• Texte fourni:
En 2015, l’île d’El Hierro, dans l’archipel des Canaries, inaugurait un nouveau dispositif de production électrique basé sur l’éolien couplé à une station de transfert d’énergie par pompage (STEP). Selon ses promoteurs, le système devait permettre à l’île de remplacer rapidement son ancienne usine de production électrique diesel, et de se rapprocher de l’idéal Net Zéro. Après 6 ans d’opération, c’est un échec.
Dès 2004, les dirigeants de la petite île de El Hierro, à l’extrême ouest de l’archipel des Canaries, ont entamé une démarche volontariste d’évolution vers un système de production d’électricité totalement décarboné, visant à se substituer progressivement à son unique usine électrique à générateurs Diesel. En effet, l’île est petite (270 km2), peu peuplée (moins de 11 000 habitants), dispose d’un fort potentiel de vent, avec un facteur de charge potentiel des éoliennes estimé à 49%, et un relief escarpé offrant la dénivellation nécessaire à l’installation d’une STEP efficace.
Après 6 années d’études, la construction du projet a démarré en 2010, est entrée en phase de test début 2014 et en production mi 2015.
Design du système (1): schéma général
L’usine Diesel, produisant un courant cher et fortement carboné (1152g/kWh) a été conservée à titre de précaution pour parer à toute éventuelle période longue sans vent. 5 éoliennes assez puissantes de 11,5 MW au total, sont installées sous une exposition au vent optimale. Deux bassins dénivelés ont été créés, l’un, en hauteur, dans un cratère de volcan, et l’autre, par excavation, à plus basse altitude, et le bassin inférieur est flanqué d’une station de production hydro-électrique de 11,3 MW.

• Données fournies:
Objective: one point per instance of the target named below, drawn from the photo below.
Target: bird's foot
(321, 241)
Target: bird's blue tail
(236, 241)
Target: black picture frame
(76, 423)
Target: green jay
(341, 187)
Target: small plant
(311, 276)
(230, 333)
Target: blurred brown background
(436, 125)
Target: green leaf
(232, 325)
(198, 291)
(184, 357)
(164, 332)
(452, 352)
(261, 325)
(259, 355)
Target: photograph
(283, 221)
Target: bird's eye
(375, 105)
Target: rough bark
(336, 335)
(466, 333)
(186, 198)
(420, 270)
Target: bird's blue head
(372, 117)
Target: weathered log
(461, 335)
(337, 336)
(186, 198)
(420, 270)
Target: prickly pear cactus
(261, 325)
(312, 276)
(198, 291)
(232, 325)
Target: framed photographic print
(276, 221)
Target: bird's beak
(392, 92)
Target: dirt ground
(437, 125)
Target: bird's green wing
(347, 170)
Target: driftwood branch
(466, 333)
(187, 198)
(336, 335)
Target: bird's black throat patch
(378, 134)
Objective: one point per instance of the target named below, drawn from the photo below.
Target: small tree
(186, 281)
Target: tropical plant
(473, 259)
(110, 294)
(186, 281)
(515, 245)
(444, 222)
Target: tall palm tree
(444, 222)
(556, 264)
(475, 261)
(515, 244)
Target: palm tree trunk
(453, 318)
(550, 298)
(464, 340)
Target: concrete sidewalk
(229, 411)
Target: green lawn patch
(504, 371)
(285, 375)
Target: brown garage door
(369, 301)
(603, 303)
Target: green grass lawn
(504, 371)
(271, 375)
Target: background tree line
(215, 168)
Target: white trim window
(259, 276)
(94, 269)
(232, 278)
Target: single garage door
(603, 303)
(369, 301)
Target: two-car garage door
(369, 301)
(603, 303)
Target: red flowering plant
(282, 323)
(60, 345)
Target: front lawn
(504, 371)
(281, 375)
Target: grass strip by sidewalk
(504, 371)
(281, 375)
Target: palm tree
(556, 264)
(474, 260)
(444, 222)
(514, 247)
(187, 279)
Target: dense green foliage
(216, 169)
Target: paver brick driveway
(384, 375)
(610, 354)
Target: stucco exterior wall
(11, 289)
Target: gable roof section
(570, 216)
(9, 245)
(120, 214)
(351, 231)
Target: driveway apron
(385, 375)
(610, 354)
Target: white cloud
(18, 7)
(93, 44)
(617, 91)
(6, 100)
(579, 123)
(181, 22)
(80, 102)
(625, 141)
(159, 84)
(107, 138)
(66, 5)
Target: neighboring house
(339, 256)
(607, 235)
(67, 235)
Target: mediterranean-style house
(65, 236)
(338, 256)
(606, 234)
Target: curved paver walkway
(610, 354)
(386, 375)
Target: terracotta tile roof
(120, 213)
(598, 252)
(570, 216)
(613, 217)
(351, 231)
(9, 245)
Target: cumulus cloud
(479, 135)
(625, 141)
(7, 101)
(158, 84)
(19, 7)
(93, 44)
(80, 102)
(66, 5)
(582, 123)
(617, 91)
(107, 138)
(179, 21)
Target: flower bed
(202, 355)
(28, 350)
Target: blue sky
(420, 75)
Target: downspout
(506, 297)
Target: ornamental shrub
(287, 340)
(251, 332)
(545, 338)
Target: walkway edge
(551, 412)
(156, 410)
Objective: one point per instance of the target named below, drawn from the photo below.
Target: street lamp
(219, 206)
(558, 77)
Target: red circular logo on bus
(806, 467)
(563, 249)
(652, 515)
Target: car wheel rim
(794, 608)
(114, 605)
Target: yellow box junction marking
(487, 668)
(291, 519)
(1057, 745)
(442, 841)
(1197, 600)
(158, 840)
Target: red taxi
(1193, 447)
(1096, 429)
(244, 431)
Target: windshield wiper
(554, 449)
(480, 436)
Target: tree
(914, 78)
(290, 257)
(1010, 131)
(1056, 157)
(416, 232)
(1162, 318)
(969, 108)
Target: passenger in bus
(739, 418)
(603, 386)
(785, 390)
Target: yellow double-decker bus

• Vos tâches:
1. Répondez à ces questions d'après le texte sur El Hierro :
(a) En quelle année la construction du projet a-t-elle démarré ?
(b) Quelle est la superficie de l'île ?
(c) Quelle est la puissance totale des 5 éoliennes installées ?
2. Rédigez la suite du texte sur El Hierro, en partant de sa dernière phrase.

• Réponses par tâche:
1.
(a) En 2010.
(b) 270 km2.
(c) 11,5 MW.

2.
Notons que la demande de puissance électrique moyenne sur l’île est de 4 MW, avec un minimum de 3 MW et une demande de pointe est de 8 MW. Les 3 systèmes installés (Diesel, éoliennes, hydroélectrique) ont une puissance nominale totale 4 fois supérieure aux pointes de demande sur l’île.
L’idée directrice de ce schéma est qu’avec leur facteur de charge de 49%, les éoliennes pourraient produire annuellement plus de courant que la demande totale, et que le surplus serait utilisé pour pomper l’eau du bassin inférieur vers le bassin supérieur, permettant à la STEP de produire du courant grâce à l’énergie de gravité de l’eau chutant de 700 mètres entre les deux bassins, comme dans un barrage classique, lorsqu’il n’y aurait pas assez de vent.
La géologie de l’île n’a toutefois pas permis de créer des bassins assez grands pour stocker assez d’eau pour faire face aux situations sans vent les plus longues, aussi les promoteurs du projet ont estimé qu’il serait encore nécessaire de recourir au diesel pour ≈30% de la production.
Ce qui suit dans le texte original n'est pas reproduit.